(Saved entries)
== == ==

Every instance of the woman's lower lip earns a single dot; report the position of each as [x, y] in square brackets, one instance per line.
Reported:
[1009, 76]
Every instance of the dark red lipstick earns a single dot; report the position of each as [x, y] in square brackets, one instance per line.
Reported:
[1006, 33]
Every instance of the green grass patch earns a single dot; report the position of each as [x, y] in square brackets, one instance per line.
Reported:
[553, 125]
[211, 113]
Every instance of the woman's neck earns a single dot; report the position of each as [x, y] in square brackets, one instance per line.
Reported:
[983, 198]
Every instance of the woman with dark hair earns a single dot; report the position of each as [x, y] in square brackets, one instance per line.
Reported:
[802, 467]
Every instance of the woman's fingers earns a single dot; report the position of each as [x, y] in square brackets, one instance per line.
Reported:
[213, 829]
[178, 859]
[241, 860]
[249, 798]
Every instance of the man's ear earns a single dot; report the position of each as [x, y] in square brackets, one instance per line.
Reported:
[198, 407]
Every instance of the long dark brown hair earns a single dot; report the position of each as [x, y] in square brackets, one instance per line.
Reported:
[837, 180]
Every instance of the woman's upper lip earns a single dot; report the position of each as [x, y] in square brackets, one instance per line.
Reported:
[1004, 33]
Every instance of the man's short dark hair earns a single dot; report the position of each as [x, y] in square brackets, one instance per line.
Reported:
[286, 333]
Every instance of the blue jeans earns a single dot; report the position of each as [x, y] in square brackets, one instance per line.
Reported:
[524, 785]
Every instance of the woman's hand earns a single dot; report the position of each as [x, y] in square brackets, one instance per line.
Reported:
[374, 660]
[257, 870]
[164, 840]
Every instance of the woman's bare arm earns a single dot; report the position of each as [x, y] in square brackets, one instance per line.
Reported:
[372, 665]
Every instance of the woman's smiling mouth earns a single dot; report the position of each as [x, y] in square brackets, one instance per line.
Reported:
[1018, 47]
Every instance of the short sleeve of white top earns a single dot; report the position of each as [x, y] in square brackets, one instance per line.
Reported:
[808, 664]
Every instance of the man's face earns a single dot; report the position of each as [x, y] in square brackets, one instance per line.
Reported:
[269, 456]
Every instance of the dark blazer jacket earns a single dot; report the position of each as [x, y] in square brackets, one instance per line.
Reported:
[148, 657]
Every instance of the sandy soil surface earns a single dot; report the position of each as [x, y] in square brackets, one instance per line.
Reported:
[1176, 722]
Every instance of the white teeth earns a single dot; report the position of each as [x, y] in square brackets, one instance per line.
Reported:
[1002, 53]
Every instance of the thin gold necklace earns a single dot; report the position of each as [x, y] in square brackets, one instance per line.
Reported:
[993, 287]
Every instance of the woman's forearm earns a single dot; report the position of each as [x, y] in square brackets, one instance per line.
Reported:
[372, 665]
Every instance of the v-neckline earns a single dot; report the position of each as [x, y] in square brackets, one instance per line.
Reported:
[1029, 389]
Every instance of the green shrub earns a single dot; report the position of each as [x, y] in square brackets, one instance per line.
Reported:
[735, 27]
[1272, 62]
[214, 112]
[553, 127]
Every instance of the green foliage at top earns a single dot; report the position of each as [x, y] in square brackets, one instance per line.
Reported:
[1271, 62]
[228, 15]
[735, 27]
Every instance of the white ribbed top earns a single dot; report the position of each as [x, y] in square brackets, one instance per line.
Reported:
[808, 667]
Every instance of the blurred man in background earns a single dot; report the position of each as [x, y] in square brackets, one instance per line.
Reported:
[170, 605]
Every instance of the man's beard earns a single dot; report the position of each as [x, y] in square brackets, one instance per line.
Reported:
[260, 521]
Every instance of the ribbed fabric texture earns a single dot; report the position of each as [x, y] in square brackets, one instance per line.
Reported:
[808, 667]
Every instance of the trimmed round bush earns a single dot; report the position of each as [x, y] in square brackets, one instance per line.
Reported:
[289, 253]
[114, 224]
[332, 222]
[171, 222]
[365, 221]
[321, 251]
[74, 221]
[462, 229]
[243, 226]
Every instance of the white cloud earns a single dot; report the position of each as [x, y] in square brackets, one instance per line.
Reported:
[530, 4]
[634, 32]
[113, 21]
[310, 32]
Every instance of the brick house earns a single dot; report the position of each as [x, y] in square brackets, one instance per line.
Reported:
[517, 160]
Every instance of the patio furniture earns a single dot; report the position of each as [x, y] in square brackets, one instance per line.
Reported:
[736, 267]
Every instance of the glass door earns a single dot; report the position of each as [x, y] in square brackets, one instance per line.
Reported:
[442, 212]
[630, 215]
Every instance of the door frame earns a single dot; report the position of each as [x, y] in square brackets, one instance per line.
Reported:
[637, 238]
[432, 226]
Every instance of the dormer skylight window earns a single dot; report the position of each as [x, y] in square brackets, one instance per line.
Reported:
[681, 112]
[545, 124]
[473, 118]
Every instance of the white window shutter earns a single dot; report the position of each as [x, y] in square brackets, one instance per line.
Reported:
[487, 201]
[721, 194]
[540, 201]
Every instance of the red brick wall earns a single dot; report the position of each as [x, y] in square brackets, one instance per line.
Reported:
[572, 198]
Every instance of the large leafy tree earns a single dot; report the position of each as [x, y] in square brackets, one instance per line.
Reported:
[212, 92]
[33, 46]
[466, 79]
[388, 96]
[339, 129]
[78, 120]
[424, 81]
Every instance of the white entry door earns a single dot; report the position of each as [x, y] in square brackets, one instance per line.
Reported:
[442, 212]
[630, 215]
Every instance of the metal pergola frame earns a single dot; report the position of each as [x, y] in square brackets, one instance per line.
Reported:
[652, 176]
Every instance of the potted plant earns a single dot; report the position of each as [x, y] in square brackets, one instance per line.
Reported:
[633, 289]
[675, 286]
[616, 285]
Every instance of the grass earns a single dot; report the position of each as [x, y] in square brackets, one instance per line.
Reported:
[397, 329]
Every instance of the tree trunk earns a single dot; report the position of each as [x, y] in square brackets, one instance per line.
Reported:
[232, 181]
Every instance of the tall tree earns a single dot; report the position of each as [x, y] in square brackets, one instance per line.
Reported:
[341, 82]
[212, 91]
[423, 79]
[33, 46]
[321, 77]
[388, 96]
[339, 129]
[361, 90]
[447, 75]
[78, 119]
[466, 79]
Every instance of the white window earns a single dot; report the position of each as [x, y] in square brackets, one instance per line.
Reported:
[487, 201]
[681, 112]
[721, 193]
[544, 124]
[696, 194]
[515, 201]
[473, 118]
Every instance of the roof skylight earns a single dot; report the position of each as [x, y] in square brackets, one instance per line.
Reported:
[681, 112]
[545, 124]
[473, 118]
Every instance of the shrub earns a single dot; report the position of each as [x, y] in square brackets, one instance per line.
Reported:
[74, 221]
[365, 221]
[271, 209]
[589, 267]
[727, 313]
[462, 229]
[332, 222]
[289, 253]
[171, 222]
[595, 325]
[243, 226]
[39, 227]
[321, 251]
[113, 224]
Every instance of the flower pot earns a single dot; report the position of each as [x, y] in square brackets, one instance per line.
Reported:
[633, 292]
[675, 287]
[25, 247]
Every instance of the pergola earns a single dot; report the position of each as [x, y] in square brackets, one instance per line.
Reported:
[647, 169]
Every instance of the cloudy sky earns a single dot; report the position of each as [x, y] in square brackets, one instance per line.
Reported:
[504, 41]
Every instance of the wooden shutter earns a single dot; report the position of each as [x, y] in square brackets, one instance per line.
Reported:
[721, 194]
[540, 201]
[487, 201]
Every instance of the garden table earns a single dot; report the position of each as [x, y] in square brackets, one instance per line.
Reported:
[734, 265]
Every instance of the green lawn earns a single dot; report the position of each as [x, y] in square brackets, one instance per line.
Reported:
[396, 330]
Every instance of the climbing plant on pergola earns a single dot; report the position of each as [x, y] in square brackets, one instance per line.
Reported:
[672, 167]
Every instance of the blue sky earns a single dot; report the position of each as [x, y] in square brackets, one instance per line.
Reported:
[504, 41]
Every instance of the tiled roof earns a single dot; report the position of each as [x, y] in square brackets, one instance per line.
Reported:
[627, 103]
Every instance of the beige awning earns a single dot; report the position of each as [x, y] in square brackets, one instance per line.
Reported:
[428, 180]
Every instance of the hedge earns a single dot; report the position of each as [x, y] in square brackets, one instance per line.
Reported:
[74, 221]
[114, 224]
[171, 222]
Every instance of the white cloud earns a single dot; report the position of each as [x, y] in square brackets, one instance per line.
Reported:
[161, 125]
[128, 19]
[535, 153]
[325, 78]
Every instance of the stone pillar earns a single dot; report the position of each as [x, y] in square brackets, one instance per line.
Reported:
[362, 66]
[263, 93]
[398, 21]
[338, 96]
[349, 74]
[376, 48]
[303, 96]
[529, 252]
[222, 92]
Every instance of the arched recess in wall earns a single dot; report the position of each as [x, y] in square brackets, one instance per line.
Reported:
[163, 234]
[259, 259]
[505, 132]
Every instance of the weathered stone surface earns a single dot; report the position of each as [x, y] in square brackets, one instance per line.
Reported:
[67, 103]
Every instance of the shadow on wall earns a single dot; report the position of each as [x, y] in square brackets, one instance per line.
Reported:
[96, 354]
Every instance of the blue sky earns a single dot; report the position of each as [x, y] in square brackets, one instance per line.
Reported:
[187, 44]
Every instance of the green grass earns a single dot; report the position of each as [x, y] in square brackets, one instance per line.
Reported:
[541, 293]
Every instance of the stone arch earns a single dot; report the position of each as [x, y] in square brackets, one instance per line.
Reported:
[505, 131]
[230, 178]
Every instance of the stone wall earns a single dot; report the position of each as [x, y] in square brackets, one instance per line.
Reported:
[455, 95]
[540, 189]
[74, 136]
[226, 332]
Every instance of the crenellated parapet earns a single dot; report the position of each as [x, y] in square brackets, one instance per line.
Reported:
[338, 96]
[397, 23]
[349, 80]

== == ==

Exercise description:
List every line in the records above that contains the word "door".

Reply:
Every instance of the glass door earns a single dot; report the position of each as [x, y] in square brackets, one instance per line.
Every instance of the door frame earns a single dot; report the position of each as [x, y] in square brackets, one instance per line.
Every instance of the white entry door earns a single dot; report the position of each as [x, y] in square brackets, one instance per line.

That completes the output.